Point-per-instance localization data
◆ ◆ ◆ ◆

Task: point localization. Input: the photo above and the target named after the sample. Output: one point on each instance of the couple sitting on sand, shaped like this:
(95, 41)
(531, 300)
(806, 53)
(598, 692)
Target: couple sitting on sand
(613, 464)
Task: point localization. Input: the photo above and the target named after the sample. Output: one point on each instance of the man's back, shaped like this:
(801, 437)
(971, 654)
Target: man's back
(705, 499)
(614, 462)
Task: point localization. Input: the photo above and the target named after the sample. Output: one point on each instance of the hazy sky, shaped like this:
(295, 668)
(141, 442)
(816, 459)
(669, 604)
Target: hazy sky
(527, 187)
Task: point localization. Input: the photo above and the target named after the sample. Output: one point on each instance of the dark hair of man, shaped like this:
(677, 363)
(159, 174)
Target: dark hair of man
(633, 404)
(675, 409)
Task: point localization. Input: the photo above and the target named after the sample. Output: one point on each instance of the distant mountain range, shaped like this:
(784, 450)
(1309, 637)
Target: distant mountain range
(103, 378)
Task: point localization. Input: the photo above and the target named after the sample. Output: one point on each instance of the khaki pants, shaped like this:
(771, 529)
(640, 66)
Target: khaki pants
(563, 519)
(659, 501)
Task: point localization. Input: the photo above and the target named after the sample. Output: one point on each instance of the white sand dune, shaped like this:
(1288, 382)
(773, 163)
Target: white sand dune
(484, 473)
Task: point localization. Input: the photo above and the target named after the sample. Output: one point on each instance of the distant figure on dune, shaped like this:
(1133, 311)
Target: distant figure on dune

◆ ◆ ◆ ◆

**About this exercise**
Restate every record word for word.

**Solution**
Task: point localization. Input: the photo above and the target named after the sample. Output: one point on each instance of the couple sitting on sand, shaped like this:
(95, 41)
(531, 300)
(806, 53)
(598, 692)
Target: couple sitting on sand
(613, 464)
Task: point localization. Input: the photo above and the target named after the sample. Output: one point on each instance of the man's back, shaped like this:
(801, 437)
(971, 654)
Target: man's back
(705, 499)
(614, 462)
Task: point localization. Input: the photo above and the target named after the sample. Output: one point on each instance of the hazy sky, shaped like this:
(295, 668)
(141, 442)
(816, 459)
(669, 604)
Target: hazy sky
(527, 187)
Task: point localization. Input: the photo above and the target named after the sample. Output: one point on each instance of the dark hair of man, shaped like this:
(677, 363)
(159, 174)
Target: dark hair of man
(633, 404)
(675, 409)
Task: point localization. Input: the photo above and the target named after the sample. Output: one point on each instance of the distant mountain range, shaped like this:
(784, 450)
(1309, 637)
Target: distant mountain range
(103, 378)
Task: point localization. Input: the photo above and the target named after the sample. Output: one point on each instance of the khaki pants, shaped like this:
(771, 529)
(640, 66)
Target: khaki pants
(563, 519)
(659, 501)
Task: point localization. Input: the photo above and the target named after the sample. Output: one point on each instance of the white sand dune, shaped like this:
(1288, 382)
(773, 163)
Target: white sand dune
(484, 473)
Task: point localization. Input: the photo above and the target named after the sample. Output: one point on each instance of the distant figure on dune, shaped like this:
(1133, 311)
Target: distant figure on dune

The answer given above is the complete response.